## Extract
────────────────────

A generalist model, with some reasoning capabilities and multi-lang support.

Supported languages:

English
French
German
Spanish
Italian
Portuguese
Russian
Chinese
Japanese

This model is trained in FFT based on unreleased cowriter model merge (uses same models as Retreatcost/KansenSakura-Erosion-RP-12b, credits to all original model authors.), using in-progress dateset, that I am creating for another project.

Training stats can be found in "Training metrics" tab.

Reasoning should work out of the box most of the times with occasional replies without it. For absolute consistency you can prefill model responses with "< think >\n" (think tag without spaces, line break is preferred).

Intended use

General conversations, chatting.
Co-writing, brainstorming.
Short roleplaying.

Inference Tips

Temperature: 0.7 (0.6 - 0.8 range should work fine)
Repetition Penalty: 1.05
TOP_P: 0.90
TOP_K: 0 (disable)
MIN_P: 0.025
Template Format: ChatML
Max Output: 2048 (Due to additional reasoning budget I suggest giving the model at least 768 tokens, preferrably over 1K, but usually it rarely outputs answers longer than 1.35K, 2K is a safe max).
Context Management: 8K

I haven't really tested or trained the model for long context, so it will probably break earlier than regular models. You can set a higher context, for example 16K, 24K or 32K, but I don't guarantee how it will behave.

Training details

Spoiler warning

I trained 2 variants of the model:

with unrolled turns (each turn in separate sample)
with regular turns (all turns in single sample)

────────────────────

## Supplied records
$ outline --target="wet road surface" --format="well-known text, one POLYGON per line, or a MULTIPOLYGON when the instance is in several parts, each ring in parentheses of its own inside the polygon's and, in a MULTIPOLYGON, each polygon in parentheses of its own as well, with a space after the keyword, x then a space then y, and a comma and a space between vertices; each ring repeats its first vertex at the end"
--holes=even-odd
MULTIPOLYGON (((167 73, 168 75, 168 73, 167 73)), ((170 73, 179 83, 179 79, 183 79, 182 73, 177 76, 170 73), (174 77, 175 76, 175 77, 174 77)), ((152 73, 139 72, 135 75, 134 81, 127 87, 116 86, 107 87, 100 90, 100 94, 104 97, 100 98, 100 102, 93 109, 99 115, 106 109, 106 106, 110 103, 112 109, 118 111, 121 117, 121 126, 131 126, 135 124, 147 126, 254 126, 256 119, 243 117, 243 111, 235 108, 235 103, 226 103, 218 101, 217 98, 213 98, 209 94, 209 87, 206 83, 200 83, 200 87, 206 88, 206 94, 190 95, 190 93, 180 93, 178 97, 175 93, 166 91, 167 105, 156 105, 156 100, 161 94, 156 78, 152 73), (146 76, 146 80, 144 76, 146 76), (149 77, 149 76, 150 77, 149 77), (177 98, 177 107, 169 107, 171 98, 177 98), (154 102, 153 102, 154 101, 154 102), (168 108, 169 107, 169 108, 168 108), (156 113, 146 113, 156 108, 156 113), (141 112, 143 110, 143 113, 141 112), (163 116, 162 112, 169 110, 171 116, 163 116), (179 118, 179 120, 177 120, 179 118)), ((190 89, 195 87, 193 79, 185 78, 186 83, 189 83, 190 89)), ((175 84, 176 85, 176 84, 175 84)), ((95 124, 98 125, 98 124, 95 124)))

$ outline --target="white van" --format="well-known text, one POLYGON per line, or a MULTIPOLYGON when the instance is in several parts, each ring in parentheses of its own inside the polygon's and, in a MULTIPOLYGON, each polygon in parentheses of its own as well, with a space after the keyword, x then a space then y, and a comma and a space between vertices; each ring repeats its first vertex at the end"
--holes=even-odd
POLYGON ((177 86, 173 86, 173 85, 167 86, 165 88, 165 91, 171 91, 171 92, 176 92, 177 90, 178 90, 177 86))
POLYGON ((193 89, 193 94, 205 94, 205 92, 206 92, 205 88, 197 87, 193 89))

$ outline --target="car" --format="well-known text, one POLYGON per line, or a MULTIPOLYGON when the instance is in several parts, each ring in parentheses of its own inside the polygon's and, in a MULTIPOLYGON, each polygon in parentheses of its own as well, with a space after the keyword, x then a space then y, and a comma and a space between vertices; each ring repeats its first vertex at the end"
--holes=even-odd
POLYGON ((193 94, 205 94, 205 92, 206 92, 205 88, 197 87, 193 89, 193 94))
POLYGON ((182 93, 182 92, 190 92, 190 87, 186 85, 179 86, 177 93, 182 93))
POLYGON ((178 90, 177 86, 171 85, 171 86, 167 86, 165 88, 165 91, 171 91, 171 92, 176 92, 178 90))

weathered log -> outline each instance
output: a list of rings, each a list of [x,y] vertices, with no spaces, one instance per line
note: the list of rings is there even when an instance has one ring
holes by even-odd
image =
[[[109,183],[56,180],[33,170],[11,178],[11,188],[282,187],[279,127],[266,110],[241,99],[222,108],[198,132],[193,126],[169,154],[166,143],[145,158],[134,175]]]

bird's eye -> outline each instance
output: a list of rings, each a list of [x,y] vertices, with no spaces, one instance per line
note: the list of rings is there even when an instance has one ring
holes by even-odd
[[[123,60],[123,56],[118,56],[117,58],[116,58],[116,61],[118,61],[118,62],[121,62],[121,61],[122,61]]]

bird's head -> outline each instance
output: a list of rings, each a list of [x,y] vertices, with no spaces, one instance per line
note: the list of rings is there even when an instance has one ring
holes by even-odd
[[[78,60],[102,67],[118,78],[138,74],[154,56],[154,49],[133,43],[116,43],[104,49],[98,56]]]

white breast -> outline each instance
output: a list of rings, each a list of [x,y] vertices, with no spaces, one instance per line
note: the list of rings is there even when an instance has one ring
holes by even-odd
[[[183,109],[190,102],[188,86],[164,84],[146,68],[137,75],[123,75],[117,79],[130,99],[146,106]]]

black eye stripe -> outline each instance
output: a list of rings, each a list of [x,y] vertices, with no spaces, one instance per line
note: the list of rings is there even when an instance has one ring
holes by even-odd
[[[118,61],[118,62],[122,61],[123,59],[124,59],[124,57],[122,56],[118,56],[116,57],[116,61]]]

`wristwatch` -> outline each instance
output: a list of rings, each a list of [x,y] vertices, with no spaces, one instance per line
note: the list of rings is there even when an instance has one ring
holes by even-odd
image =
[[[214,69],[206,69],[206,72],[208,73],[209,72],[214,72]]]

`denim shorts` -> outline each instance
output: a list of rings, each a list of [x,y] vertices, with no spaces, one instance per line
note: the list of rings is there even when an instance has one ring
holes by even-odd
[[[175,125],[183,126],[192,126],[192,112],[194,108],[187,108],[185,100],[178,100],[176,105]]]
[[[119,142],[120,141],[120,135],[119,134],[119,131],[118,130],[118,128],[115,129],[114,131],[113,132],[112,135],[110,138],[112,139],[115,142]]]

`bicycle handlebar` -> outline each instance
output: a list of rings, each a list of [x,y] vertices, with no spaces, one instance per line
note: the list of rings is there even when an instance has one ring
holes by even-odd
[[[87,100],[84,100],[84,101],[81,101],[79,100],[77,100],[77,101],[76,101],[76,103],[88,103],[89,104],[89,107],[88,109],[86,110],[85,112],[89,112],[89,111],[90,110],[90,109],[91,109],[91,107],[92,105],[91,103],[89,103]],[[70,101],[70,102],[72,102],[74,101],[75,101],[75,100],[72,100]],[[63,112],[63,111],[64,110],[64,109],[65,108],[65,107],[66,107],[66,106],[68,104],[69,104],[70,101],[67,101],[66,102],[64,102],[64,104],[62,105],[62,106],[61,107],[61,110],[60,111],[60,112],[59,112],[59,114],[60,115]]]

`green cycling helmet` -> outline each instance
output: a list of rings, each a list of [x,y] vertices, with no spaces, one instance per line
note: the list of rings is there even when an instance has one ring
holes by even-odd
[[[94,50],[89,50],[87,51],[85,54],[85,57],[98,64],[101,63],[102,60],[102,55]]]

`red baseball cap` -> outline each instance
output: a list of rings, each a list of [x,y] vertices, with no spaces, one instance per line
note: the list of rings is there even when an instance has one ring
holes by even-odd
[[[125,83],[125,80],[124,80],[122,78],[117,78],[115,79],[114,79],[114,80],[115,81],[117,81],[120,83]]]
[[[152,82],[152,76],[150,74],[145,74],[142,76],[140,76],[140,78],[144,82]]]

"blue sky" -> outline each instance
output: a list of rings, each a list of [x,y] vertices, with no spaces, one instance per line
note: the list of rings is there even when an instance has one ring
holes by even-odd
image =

────────────────────

Extract, word for word from the model card, the part that opens with the words containing "Reasoning should work" and closes with "Short roleplaying.". The entries are separate material and have no connection to the model card.

Reasoning should work out of the box most of the times with occasional replies without it. For absolute consistency you can prefill model responses with "< think >\n" (think tag without spaces, line break is preferred).

Intended use

General conversations, chatting.
Co-writing, brainstorming.
Short roleplaying.